= Consigne =
Recopiez tout ce qui va de « Abdeslam Bennani Smirès » jusqu'à « et une éducation. » dans l'article sur Abdeslam Bennani Smires, en remplaçant « déjeuner » par « dîner ».

= Extrait de page =
•••

Abdeslam Bennani Smires se fait un prénom

SPORTS ÉQUESTRES

Abdeslam Bennani Smires sera une des grandes attractions de la finale du Morocco Royal Tour qui se déroulera à El Jadida (15-18 octobre) dans le cadre du Salon du Cheval. Issu d'une famille reconnue et respectée dans le monde des affaires, il a réussi à se frayer un chemin dans le cercle fermé de l'équitation mondiale. «Il a les qualités pour être dans les meilleurs mondiaux. Il a une force mentale exceptionnelle qui lui permet d’être très régulier dans les grandes compétitions» dit Marcel Rozier. Retour sur une trajectoire étonnante avec un garçon bien né et bien élevé.

Abdeslam Bennani Smirès est un homme occupé. Entre son hôtel, le Selman Marrakech, Holinco, la holding familiale qu’il a intégré, la rentrée des classes d’Ameer, son amour de fils (4 ans), et les stages de l’équipe nationale du Maroc de sauts d’obstacles, il compte son temps libre comme on compte ses derniers dirhams, à la fin des vacances. Quand on lui a proposé de déjeuner pour prendre langue au sujet du cheval au Maroc, il a fait le ménage dans son emploi du temps avec une diligence qui trahit une passion... Pas seulement parce qu’il porte la politesse comme une élégance et une éducation.

•••

= Données fournies =
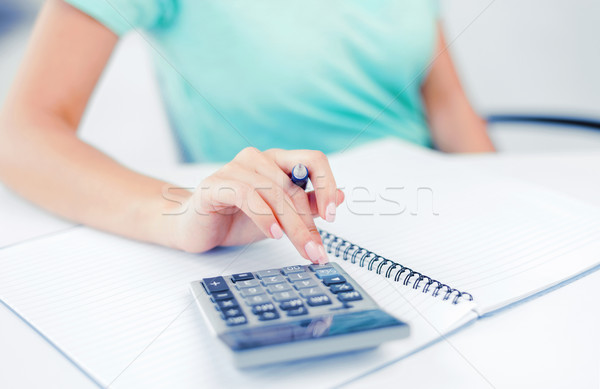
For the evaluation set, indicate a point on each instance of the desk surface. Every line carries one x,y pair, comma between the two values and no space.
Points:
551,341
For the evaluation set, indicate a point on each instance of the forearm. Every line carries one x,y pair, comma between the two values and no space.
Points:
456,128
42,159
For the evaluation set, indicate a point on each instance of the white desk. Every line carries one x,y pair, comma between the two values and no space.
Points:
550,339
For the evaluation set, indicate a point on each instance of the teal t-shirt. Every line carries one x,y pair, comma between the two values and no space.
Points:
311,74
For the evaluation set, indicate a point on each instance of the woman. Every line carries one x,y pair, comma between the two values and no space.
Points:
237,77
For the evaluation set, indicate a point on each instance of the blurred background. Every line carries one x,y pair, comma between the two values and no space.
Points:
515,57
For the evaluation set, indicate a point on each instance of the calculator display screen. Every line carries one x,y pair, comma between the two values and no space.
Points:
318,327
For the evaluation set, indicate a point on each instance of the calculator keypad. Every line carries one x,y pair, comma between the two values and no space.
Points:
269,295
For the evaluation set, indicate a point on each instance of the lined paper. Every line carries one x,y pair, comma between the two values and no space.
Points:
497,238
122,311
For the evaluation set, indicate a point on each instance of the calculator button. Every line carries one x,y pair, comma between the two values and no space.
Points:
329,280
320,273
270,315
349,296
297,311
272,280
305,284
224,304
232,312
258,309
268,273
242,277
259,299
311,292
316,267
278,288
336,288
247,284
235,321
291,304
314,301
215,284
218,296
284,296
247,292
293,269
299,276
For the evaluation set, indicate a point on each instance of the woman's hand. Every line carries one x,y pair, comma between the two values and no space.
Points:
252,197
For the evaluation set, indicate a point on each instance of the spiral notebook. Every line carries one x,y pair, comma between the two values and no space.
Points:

•••

= Résultat =
Abdeslam Bennani Smirès est un homme occupé. Entre son hôtel, le Selman Marrakech, Holinco, la holding familiale qu’il a intégré, la rentrée des classes d’Ameer, son amour de fils (4 ans), et les stages de l’équipe nationale du Maroc de sauts d’obstacles, il compte son temps libre comme on compte ses derniers dirhams, à la fin des vacances. Quand on lui a proposé de dîner pour prendre langue au sujet du cheval au Maroc, il a fait le ménage dans son emploi du temps avec une diligence qui trahit une passion... Pas seulement parce qu’il porte la politesse comme une élégance et une éducation.